[Entries taken from a collection]
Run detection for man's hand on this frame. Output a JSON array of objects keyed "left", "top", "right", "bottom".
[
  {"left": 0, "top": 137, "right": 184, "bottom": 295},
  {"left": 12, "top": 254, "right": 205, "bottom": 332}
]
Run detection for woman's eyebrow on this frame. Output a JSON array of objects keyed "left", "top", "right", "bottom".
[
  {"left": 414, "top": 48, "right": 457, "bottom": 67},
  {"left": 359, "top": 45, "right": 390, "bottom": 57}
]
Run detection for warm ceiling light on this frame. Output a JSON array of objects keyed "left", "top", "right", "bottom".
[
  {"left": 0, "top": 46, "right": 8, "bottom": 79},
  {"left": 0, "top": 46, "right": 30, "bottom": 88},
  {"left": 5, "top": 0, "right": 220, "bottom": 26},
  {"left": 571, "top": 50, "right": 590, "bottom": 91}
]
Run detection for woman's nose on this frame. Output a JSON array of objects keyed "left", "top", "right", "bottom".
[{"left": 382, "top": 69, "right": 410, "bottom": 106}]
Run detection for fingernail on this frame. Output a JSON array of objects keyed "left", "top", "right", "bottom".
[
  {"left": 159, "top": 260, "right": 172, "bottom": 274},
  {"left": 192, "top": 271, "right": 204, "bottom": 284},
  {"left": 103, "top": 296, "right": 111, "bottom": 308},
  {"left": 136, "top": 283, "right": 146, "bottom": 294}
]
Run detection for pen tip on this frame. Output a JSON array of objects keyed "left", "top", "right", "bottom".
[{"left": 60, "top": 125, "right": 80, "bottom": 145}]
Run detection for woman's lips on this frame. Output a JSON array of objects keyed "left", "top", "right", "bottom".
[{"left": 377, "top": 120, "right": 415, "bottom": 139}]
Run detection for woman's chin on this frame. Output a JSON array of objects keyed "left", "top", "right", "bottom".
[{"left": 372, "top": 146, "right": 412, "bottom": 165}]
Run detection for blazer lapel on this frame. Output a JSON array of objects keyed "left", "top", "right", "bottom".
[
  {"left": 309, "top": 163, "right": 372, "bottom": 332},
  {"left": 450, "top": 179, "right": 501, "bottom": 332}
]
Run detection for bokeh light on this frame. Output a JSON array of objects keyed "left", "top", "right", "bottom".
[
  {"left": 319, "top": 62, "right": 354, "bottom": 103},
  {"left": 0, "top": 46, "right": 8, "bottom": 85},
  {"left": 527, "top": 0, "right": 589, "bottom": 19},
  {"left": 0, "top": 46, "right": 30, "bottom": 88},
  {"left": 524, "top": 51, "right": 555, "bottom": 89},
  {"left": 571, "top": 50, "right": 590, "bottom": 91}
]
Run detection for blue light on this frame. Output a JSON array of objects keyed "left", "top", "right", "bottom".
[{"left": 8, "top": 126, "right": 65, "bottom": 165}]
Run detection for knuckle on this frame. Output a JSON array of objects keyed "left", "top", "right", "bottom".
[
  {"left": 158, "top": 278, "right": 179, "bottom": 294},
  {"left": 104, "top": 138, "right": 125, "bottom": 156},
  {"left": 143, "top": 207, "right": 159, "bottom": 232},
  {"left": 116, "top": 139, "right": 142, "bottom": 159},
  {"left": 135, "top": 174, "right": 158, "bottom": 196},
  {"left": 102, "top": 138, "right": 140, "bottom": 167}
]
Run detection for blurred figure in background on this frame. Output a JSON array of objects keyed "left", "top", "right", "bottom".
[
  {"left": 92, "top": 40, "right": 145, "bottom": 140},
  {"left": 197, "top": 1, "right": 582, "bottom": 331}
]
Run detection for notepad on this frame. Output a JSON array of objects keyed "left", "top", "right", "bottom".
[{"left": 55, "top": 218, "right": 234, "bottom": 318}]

Instructions for the task:
Reproduce the records in full, exactly as written.

Task solution:
Run detection for man's hand on this frame. Output a JSON array of objects keyed "left", "top", "right", "bottom".
[
  {"left": 0, "top": 137, "right": 184, "bottom": 295},
  {"left": 12, "top": 254, "right": 205, "bottom": 332}
]
Run detection for woman's eyebrow on this frame. Output a JSON array of objects keyed "left", "top", "right", "bottom".
[
  {"left": 414, "top": 48, "right": 457, "bottom": 67},
  {"left": 359, "top": 45, "right": 390, "bottom": 57}
]
Run detection for warm ceiling light on this frame. Output a JSON array of objects keyed "left", "top", "right", "bottom".
[
  {"left": 0, "top": 46, "right": 8, "bottom": 79},
  {"left": 0, "top": 46, "right": 30, "bottom": 88},
  {"left": 5, "top": 0, "right": 220, "bottom": 26},
  {"left": 571, "top": 50, "right": 590, "bottom": 91}
]
Run detection for woman's nose on this frame. Output a JSON array of objects keyed "left", "top", "right", "bottom".
[{"left": 382, "top": 69, "right": 410, "bottom": 106}]
Run detection for fingernail on this frame. Output a JSON array of objects keyed "left", "top", "right", "bottom".
[
  {"left": 159, "top": 260, "right": 172, "bottom": 274},
  {"left": 192, "top": 271, "right": 204, "bottom": 284},
  {"left": 103, "top": 296, "right": 111, "bottom": 308},
  {"left": 136, "top": 283, "right": 146, "bottom": 294}
]
Run detection for pen tip on this frame. Output a JSON array of objects keyed "left", "top", "right", "bottom".
[{"left": 60, "top": 125, "right": 80, "bottom": 145}]
Run detection for woman's lips on this frame. Output a JSON array of objects keyed "left", "top", "right", "bottom".
[{"left": 377, "top": 120, "right": 415, "bottom": 139}]
Run detection for woman's chin on this frame. Output a JSON array of objects keyed "left", "top", "right", "bottom".
[{"left": 372, "top": 146, "right": 412, "bottom": 165}]
Run detection for blazer lapel on this frame. Output a JSON array of objects keyed "left", "top", "right", "bottom".
[
  {"left": 309, "top": 163, "right": 372, "bottom": 332},
  {"left": 450, "top": 179, "right": 501, "bottom": 332}
]
Run detection for bokeh light on this frame. Output a JSON array of objects keyed "left", "top", "right", "bottom".
[
  {"left": 319, "top": 62, "right": 354, "bottom": 103},
  {"left": 0, "top": 46, "right": 8, "bottom": 85},
  {"left": 527, "top": 0, "right": 589, "bottom": 19},
  {"left": 0, "top": 46, "right": 30, "bottom": 88},
  {"left": 524, "top": 51, "right": 555, "bottom": 89},
  {"left": 571, "top": 50, "right": 590, "bottom": 91}
]
Run detection for blue light on this frame. Output a JSON array of objects keyed "left", "top", "right", "bottom".
[{"left": 8, "top": 126, "right": 65, "bottom": 165}]
Run detection for knuckle on this frame. Output a JSON array of objects keyed "left", "top", "right", "bottom".
[
  {"left": 158, "top": 278, "right": 179, "bottom": 294},
  {"left": 104, "top": 138, "right": 125, "bottom": 156},
  {"left": 143, "top": 207, "right": 159, "bottom": 232},
  {"left": 116, "top": 139, "right": 142, "bottom": 159},
  {"left": 135, "top": 174, "right": 158, "bottom": 196},
  {"left": 102, "top": 138, "right": 140, "bottom": 167}
]
Run detection for blurred figure in background on this frame. Output a JSON array of objects keyed "left", "top", "right", "bottom".
[
  {"left": 92, "top": 40, "right": 145, "bottom": 140},
  {"left": 197, "top": 1, "right": 582, "bottom": 331}
]
Run detection for notepad on this frame. Output a JSON array of objects keyed "left", "top", "right", "bottom".
[{"left": 55, "top": 218, "right": 234, "bottom": 318}]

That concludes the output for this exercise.